What to do →
[1] According to the passage on cultured meat, how much of the world's ice-free land does meat production currently take up?
[2] Reproduce the passage on cultured meat word for word, from "Both studies, however, emphasize" up to and including "unimaginable cultural changes.".

Both studies, however, emphasize that much more empirical data on the costs and impacts of cultured meat production is needed. The technology is just too new—and so far only performed at small scales—to make definitive judgments possible.
But while cellular agriculture may offer environmental advantages, these will only become salient if lab meat makes it through some major hurdles: government regulation, further technological development in order to lower costs, and of course, widespread public acceptance. If however, these challenges are overcome, cultured meat could bring almost unimaginable cultural changes.
Meat production worldwide currently takes up about one third of the world's ice-free land. Meat is a major component of cuisine in nearly every human culture. Agriculture employs one in four people in the global workforce (a large proportion of whom are women), and animal rearing and feed production are large parts of this system. These are mind-boggling statistics, and their implications are equally staggering. A future with a cultured meat industry will have to deal with the large-scale disruption in traditional food production, including unemployed farmers, large changes in feedstock production, and significantly altered land management. These are hardly changes that will come about easily.

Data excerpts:

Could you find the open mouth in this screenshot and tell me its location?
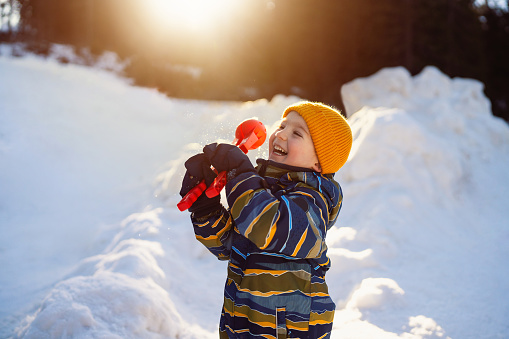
[272,145,288,156]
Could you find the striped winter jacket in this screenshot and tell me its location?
[192,160,342,339]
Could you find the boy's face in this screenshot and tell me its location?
[269,111,321,172]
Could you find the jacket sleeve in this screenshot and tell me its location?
[226,173,329,258]
[191,208,232,260]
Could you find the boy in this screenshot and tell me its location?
[180,102,352,339]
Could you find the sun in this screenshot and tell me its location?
[144,0,240,32]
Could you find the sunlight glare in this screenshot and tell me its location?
[146,0,238,31]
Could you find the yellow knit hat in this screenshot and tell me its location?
[283,101,352,174]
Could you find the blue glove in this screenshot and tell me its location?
[203,143,252,177]
[180,153,221,218]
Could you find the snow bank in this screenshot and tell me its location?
[0,49,509,339]
[328,67,509,338]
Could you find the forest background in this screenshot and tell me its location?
[0,0,509,121]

Results by task →
[1] About one third.

[2]
Both studies, however, emphasize that much more empirical data on the costs and impacts of cultured meat production is needed. The technology is just too new—and so far only performed at small scales—to make definitive judgments possible.
But while cellular agriculture may offer environmental advantages, these will only become salient if lab meat makes it through some major hurdles: government regulation, further technological development in order to lower costs, and of course, widespread public acceptance. If however, these challenges are overcome, cultured meat could bring almost unimaginable cultural changes.